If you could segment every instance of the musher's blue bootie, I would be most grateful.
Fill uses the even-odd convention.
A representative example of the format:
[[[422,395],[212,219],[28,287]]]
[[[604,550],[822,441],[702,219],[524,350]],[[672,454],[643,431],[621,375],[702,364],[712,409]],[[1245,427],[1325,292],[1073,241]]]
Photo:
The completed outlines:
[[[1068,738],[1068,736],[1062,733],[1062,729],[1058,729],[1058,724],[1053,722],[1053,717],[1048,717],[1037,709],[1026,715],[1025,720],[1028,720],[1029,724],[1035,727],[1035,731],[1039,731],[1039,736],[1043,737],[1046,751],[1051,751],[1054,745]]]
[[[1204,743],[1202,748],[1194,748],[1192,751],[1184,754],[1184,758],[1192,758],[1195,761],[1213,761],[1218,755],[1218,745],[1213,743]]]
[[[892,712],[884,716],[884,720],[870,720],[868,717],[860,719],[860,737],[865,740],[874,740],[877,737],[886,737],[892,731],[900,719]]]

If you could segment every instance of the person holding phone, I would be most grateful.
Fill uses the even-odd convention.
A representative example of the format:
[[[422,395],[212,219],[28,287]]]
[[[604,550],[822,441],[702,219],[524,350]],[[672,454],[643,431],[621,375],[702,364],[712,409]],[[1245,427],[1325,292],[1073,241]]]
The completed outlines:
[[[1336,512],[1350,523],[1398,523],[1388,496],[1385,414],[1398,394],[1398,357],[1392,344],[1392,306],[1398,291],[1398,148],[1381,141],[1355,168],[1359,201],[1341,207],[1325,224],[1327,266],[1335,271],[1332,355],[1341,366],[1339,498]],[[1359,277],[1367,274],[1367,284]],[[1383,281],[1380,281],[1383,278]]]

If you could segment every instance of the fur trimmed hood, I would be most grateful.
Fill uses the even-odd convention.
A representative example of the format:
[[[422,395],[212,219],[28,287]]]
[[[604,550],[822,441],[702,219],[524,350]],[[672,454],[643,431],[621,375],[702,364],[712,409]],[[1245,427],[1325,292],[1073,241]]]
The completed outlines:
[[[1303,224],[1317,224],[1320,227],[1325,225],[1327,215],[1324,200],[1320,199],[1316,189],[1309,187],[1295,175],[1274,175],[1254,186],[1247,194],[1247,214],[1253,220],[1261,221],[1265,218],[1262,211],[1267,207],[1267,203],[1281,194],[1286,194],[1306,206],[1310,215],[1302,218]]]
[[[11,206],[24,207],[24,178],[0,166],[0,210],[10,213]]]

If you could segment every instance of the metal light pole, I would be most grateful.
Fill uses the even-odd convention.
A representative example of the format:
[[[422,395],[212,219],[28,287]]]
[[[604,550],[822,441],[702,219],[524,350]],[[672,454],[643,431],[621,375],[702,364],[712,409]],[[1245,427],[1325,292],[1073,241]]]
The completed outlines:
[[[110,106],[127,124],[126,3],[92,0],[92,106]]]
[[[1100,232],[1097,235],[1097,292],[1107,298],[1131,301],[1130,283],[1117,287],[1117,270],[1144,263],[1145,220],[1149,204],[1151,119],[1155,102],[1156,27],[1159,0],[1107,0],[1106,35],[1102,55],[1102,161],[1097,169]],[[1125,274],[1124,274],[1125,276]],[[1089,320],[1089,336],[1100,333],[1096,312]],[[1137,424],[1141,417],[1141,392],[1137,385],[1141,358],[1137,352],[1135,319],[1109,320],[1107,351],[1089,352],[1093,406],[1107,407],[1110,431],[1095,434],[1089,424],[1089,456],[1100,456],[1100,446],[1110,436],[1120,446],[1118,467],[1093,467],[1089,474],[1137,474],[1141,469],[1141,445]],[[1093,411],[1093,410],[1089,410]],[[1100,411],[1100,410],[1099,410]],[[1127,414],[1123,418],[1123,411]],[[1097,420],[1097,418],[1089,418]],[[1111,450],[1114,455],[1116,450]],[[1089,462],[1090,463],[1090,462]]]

§ To be done
Reproduce all of the lines above verbatim, from first to last, without altering anything.

§ Problem solution
If you could segment every instance of the musher's blue bootie, I would be most grateful.
Fill uses the even-odd convention.
A representative example of the format:
[[[422,395],[212,219],[28,287]]]
[[[604,550],[822,441],[702,219],[524,350]],[[672,454],[643,431],[621,375],[702,364],[712,409]],[[1245,427],[1325,292],[1073,241]]]
Photo:
The completed outlines:
[[[1068,738],[1068,736],[1062,733],[1062,729],[1058,729],[1058,724],[1053,722],[1053,717],[1048,717],[1037,709],[1026,715],[1025,720],[1028,720],[1029,724],[1035,727],[1035,731],[1039,731],[1039,736],[1043,737],[1046,751],[1051,751],[1054,745]]]
[[[1204,743],[1202,748],[1194,748],[1192,751],[1184,754],[1184,758],[1192,758],[1195,761],[1213,761],[1218,755],[1218,745],[1213,743]]]
[[[892,712],[884,716],[884,720],[870,720],[868,717],[860,719],[860,737],[865,740],[874,740],[877,737],[886,737],[892,731],[900,719]]]

If you could segment every instance of the person holding phone, I would be most grateful.
Fill uses the even-odd convention.
A representative example of the format:
[[[422,395],[212,219],[28,287]]]
[[[604,550],[822,441],[702,219],[524,350]],[[672,454],[643,431],[621,375],[702,364],[712,409]],[[1245,427],[1325,292],[1073,241]]]
The completed outlines:
[[[1336,512],[1350,523],[1398,523],[1388,496],[1385,414],[1398,394],[1398,357],[1392,344],[1392,306],[1398,291],[1398,148],[1381,141],[1355,168],[1359,201],[1341,207],[1325,224],[1327,266],[1335,271],[1332,355],[1341,366],[1339,498]],[[1359,277],[1367,274],[1367,284]],[[1383,281],[1380,281],[1383,278]]]

If you could segment every instance of the fur trimmed hood, I would be most grateful.
Fill uses the even-odd convention.
A representative example of the format:
[[[422,395],[212,219],[28,287]]]
[[[604,550],[822,441],[702,219],[524,350]],[[672,454],[643,431],[621,375],[702,364],[712,409]],[[1245,427],[1325,292],[1073,241]]]
The completed outlines:
[[[1303,224],[1317,224],[1320,227],[1325,225],[1327,215],[1324,200],[1320,199],[1316,189],[1309,187],[1295,175],[1274,175],[1254,186],[1247,194],[1247,214],[1253,220],[1261,221],[1265,218],[1262,211],[1267,207],[1267,203],[1281,194],[1286,194],[1306,206],[1310,215],[1302,218]]]
[[[11,206],[24,207],[24,178],[0,166],[0,210],[10,213]]]

If you could segment every instance of the metal light pole, I would be most grateful.
Fill uses the even-odd convention.
A representative example of the format:
[[[422,395],[212,219],[28,287]]]
[[[604,550],[822,441],[702,219],[524,350]],[[672,454],[643,431],[621,375],[702,364],[712,409]],[[1245,427],[1325,292],[1073,241]]]
The completed outlines:
[[[110,106],[127,124],[126,3],[92,0],[92,106]]]
[[[1100,232],[1097,235],[1097,292],[1107,298],[1131,301],[1130,283],[1117,287],[1117,270],[1144,263],[1145,220],[1149,204],[1151,119],[1155,102],[1156,27],[1159,0],[1107,0],[1106,35],[1102,55],[1102,161],[1097,169]],[[1125,274],[1124,274],[1125,276]],[[1089,320],[1089,336],[1100,333],[1096,312]],[[1137,424],[1141,417],[1141,392],[1137,385],[1141,358],[1137,352],[1135,319],[1109,320],[1107,351],[1089,352],[1093,406],[1107,407],[1110,431],[1095,434],[1089,424],[1089,456],[1100,456],[1100,446],[1110,436],[1120,446],[1118,467],[1093,467],[1089,474],[1137,474],[1141,469],[1141,445]],[[1093,411],[1093,410],[1089,410]],[[1100,411],[1100,410],[1099,410]],[[1127,414],[1123,418],[1123,411]],[[1097,420],[1097,418],[1089,418]],[[1111,450],[1114,455],[1116,450]],[[1089,462],[1090,463],[1090,462]]]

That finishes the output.